* _USING THE INFORMATION_
1. According to the article on the November NFP, after what date does the government need a continuing resolution to stay open?
2. In the article on the November NFP, substitute "basics" for "fundamentals" and give the part that opens with the words containing "The fundamentals of" and closes with "will be going.".
3. Turn the paragraph of the November NFP article beginning "There are worries that Congress" into a short bulleted list that keeps its main facts.

* _READING TEXT_
· · · · ·

Can the November NFP Revert the Markets?
Every new bit of information about the omicron variant of covid has been jostling the markets lately. So. many might have forgotten that tomorrow is the release of NFP data. On the other hand, maybe for some, it might seem like “old” data, as it covers a time before the markets were once again fretting about the virus.
The fundamentals of the economy, nonetheless, are still there. And regardless of how the new variant turns out, they are the starting point for where things will be going.
If the variant turns out to be just like the dozens of others that were of concern but didn’t change the trajectory, then we need to know what the markets will return to. If it turns out to be the new “delta”, potentially causing another economic problem, then we need to know how the economy is doing.
The potential reaction
A substantially above-expectations print in the NFP data could help risk sentiment find its footing. After a week of lackluster data, the report could give the catharsis the market needs to regain its bearings. Especially considering the other risk events going into the weekend.
A disappointing result in NFP, coupled with other concerns, could drive the market lower.
There are worries that Congress will have difficulties getting through a continuing resolution to keep the government open after December 3rd. The discussion could come down to the wire, as fast approvals of new spending require unanimous consent. That said, Republicans could seize the opportunity to make demands.
Without an agreement before the close of trading, investors might lean heavily on safe haven assets going into a fraught weekend.
What to look out for
In the post-covid era of recovery, the consensus seems to be settling around the need for there to be around 500K job additions a month, to reach a successful recovery.
The US still has over 8 million job openings, despite a declining labor force participation rate. So, anything above that number and the market will be “satisfied” with the result, for the most part.

· · · · ·

Natural-language object grounding data
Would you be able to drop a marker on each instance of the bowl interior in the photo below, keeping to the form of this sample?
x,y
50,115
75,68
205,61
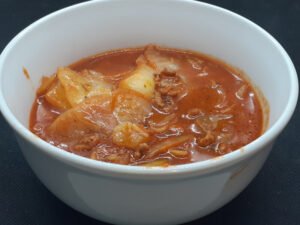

· · · · ·

* _EXPECTED RESULTS_
1. After December 3rd.

2.
The basics of the economy, nonetheless, are still there. And regardless of how the new variant turns out, they are the starting point for where things will be going.

3.
- Congress may have difficulty passing a continuing resolution to keep the government open after December 3rd.
- Fast approval of new spending requires unanimous consent, so the discussion could come down to the wire.
- Republicans could seize the opportunity to make demands.